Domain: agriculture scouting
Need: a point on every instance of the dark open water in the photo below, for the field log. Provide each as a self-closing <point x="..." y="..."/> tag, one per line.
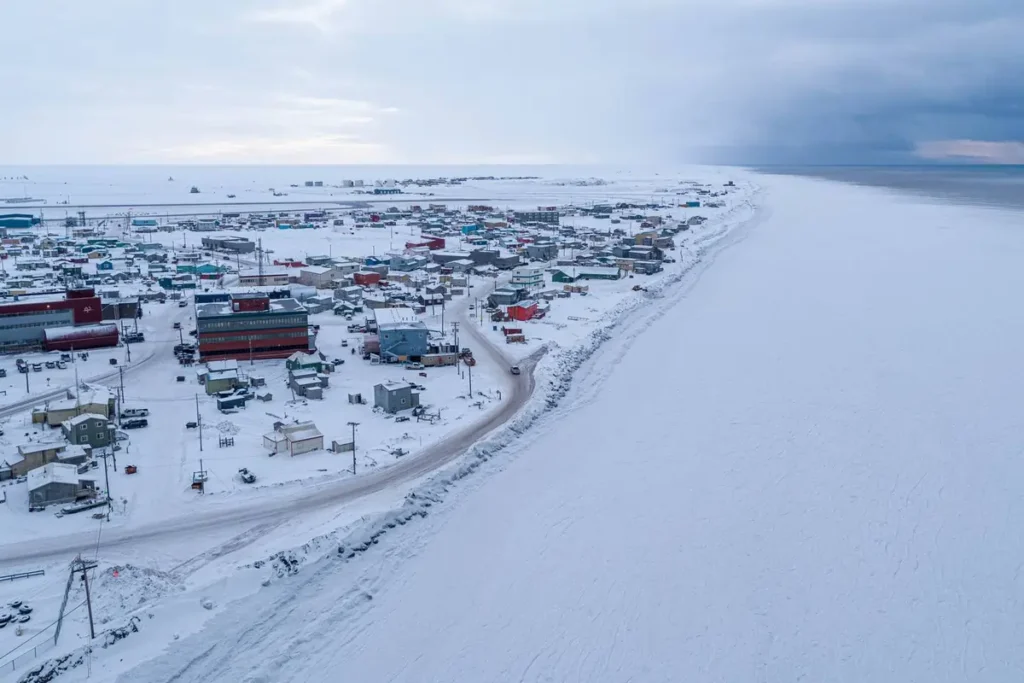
<point x="988" y="185"/>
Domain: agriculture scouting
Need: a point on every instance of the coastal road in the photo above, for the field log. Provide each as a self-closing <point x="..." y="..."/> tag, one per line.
<point x="267" y="512"/>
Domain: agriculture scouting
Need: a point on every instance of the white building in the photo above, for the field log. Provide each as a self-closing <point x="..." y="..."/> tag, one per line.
<point x="294" y="439"/>
<point x="530" y="279"/>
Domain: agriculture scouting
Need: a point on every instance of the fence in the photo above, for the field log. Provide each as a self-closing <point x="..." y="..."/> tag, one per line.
<point x="24" y="574"/>
<point x="28" y="656"/>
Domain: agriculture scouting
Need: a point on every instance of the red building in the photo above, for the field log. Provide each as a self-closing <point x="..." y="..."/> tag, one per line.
<point x="366" y="278"/>
<point x="522" y="311"/>
<point x="23" y="323"/>
<point x="77" y="339"/>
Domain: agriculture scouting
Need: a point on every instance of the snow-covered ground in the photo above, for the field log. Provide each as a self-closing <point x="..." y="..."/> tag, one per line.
<point x="797" y="463"/>
<point x="150" y="189"/>
<point x="165" y="549"/>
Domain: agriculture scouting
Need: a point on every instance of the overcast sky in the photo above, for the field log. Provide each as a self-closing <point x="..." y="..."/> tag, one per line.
<point x="494" y="81"/>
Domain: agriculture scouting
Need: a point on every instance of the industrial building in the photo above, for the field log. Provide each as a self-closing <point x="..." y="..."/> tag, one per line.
<point x="546" y="217"/>
<point x="401" y="333"/>
<point x="252" y="326"/>
<point x="229" y="244"/>
<point x="23" y="323"/>
<point x="81" y="337"/>
<point x="268" y="278"/>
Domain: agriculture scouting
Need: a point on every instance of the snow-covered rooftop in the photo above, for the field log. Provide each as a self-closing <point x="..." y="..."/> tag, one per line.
<point x="52" y="473"/>
<point x="398" y="315"/>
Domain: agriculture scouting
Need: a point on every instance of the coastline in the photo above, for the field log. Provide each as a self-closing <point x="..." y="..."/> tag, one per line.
<point x="561" y="372"/>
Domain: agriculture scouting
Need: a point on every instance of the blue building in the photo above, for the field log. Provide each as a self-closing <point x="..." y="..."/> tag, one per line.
<point x="17" y="220"/>
<point x="401" y="334"/>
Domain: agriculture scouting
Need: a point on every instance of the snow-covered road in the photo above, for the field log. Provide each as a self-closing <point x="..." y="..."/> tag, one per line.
<point x="806" y="469"/>
<point x="251" y="519"/>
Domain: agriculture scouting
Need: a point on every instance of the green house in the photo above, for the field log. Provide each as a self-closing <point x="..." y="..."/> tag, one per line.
<point x="300" y="360"/>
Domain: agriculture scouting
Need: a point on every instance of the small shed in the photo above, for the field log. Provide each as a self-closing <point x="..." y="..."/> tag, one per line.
<point x="223" y="380"/>
<point x="294" y="439"/>
<point x="395" y="396"/>
<point x="231" y="402"/>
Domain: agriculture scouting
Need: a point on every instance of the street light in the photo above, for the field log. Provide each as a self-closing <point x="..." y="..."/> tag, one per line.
<point x="353" y="425"/>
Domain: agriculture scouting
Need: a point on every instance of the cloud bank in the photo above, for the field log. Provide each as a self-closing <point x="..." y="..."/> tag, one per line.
<point x="479" y="81"/>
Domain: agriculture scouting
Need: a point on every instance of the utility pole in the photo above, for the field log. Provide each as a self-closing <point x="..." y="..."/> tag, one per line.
<point x="78" y="565"/>
<point x="353" y="425"/>
<point x="107" y="474"/>
<point x="199" y="423"/>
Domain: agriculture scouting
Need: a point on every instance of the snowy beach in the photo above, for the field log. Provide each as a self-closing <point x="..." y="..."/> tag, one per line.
<point x="839" y="392"/>
<point x="790" y="458"/>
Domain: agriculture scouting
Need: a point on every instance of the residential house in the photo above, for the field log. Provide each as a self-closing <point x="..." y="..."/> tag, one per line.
<point x="523" y="310"/>
<point x="300" y="360"/>
<point x="504" y="297"/>
<point x="88" y="429"/>
<point x="33" y="456"/>
<point x="526" y="278"/>
<point x="224" y="380"/>
<point x="321" y="276"/>
<point x="545" y="251"/>
<point x="589" y="272"/>
<point x="308" y="383"/>
<point x="96" y="399"/>
<point x="56" y="483"/>
<point x="294" y="439"/>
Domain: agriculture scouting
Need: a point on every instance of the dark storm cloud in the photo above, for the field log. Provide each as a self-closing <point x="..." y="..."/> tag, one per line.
<point x="745" y="81"/>
<point x="870" y="82"/>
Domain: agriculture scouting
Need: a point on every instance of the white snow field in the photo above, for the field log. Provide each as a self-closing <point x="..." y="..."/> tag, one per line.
<point x="797" y="462"/>
<point x="806" y="469"/>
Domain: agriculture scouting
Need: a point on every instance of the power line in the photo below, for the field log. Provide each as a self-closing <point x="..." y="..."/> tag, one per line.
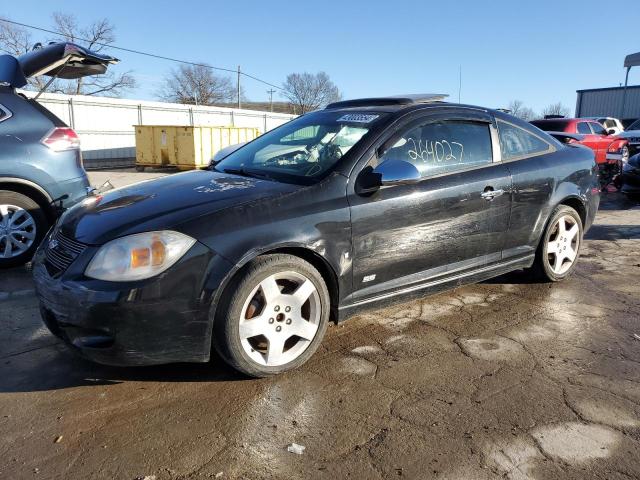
<point x="138" y="52"/>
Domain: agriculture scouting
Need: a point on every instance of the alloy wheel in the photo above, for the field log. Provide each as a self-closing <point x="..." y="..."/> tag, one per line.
<point x="17" y="231"/>
<point x="280" y="318"/>
<point x="563" y="244"/>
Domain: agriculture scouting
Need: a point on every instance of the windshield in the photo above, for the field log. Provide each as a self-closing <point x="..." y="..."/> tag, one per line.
<point x="634" y="126"/>
<point x="303" y="150"/>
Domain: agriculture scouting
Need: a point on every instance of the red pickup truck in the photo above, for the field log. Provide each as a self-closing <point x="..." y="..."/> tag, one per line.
<point x="608" y="148"/>
<point x="611" y="151"/>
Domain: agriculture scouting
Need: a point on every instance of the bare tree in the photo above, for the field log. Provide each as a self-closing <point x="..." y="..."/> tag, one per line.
<point x="197" y="84"/>
<point x="17" y="41"/>
<point x="556" y="109"/>
<point x="519" y="110"/>
<point x="310" y="92"/>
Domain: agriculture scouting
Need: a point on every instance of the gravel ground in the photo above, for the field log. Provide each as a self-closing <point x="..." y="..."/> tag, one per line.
<point x="504" y="379"/>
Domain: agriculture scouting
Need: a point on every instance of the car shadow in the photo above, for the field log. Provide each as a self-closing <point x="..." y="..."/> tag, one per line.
<point x="613" y="232"/>
<point x="55" y="367"/>
<point x="517" y="277"/>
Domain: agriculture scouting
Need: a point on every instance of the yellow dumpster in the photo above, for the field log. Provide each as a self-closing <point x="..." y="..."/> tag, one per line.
<point x="186" y="148"/>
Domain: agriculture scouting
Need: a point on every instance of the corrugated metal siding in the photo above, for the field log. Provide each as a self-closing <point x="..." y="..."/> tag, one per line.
<point x="608" y="102"/>
<point x="105" y="125"/>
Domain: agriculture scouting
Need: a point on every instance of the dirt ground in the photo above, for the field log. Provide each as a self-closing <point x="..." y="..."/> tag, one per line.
<point x="504" y="379"/>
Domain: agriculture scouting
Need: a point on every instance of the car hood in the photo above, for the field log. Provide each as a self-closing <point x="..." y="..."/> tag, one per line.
<point x="164" y="203"/>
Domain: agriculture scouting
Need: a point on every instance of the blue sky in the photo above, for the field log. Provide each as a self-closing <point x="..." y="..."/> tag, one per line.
<point x="538" y="52"/>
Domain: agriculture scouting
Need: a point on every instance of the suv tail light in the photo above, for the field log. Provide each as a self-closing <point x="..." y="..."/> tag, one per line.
<point x="61" y="138"/>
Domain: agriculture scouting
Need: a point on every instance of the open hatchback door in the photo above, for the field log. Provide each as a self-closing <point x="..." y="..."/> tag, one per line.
<point x="61" y="60"/>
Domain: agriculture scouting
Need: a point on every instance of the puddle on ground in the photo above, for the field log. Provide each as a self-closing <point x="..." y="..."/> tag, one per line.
<point x="493" y="348"/>
<point x="575" y="442"/>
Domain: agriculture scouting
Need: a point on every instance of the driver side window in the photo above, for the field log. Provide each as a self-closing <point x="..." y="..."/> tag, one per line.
<point x="442" y="147"/>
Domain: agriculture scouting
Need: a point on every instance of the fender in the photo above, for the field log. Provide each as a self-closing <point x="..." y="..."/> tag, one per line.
<point x="218" y="281"/>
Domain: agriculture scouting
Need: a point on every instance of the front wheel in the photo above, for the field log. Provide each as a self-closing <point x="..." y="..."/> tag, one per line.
<point x="272" y="316"/>
<point x="22" y="227"/>
<point x="559" y="247"/>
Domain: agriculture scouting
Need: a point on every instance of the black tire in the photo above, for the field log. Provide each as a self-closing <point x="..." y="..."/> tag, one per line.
<point x="226" y="334"/>
<point x="542" y="269"/>
<point x="41" y="226"/>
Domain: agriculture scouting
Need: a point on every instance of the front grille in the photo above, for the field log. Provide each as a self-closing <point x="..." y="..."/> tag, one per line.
<point x="61" y="252"/>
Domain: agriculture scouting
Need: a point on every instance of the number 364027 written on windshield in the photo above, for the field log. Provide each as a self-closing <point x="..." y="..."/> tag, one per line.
<point x="436" y="151"/>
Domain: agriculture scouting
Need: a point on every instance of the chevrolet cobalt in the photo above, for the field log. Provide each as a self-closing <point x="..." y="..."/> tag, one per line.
<point x="338" y="209"/>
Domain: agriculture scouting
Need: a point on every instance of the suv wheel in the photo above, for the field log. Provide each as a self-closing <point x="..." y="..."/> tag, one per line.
<point x="22" y="226"/>
<point x="559" y="248"/>
<point x="274" y="317"/>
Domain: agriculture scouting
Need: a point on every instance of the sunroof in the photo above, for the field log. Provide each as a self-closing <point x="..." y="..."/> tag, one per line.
<point x="392" y="100"/>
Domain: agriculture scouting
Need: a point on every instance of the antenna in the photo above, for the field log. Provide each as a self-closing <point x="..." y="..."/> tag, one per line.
<point x="271" y="92"/>
<point x="459" y="82"/>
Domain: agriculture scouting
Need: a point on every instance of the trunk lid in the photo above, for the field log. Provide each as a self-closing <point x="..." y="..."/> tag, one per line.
----------------
*Task brief*. Return, word for word, each line from the one that contains "Need: a point on every instance of the front grille" through the end of the listing above.

*Solution for this problem*.
Need: a point on every instance of the front grille in the photo above, for the field log. Provide each as a self-closing <point x="..." y="..."/> tag, one per line.
<point x="61" y="252"/>
Domain: agriculture scouting
Need: a point on every instance of the number 364027 written on windshield in the photo above, for the field log. Provide each as a self-closing <point x="..." y="..."/> tag, one per line.
<point x="436" y="151"/>
Domain: agriculture scouting
Need: a point on every instance of the chevrolet cobalt in the photo above, for the field log. Provide each as a self-closing <point x="..." y="..."/> tag, one per line.
<point x="338" y="209"/>
Domain: agriculture scouting
Need: a point on every instance of the suv wheel in the photo above, for the field log. Provide each as a self-closing <point x="..." y="..."/> tag, one per line.
<point x="22" y="226"/>
<point x="559" y="248"/>
<point x="274" y="317"/>
Domain: agriculture scouting
Need: a point on every instance of the sunroof in the photo above, for the field log. Provide each as a self-closing <point x="..." y="..."/> tag, one per line.
<point x="392" y="100"/>
Domain: agriculture scouting
Need: a point on every instance of the antenna in the photo above, for the field log. Provide each as a self-closing <point x="..." y="..."/> tag, one per line.
<point x="271" y="92"/>
<point x="459" y="82"/>
Domain: agriculture scouting
Need: a point on every instance of the trunk lid in the photo above, for the field log. Provide each as a self-closing <point x="..." y="..."/> tag, one per line.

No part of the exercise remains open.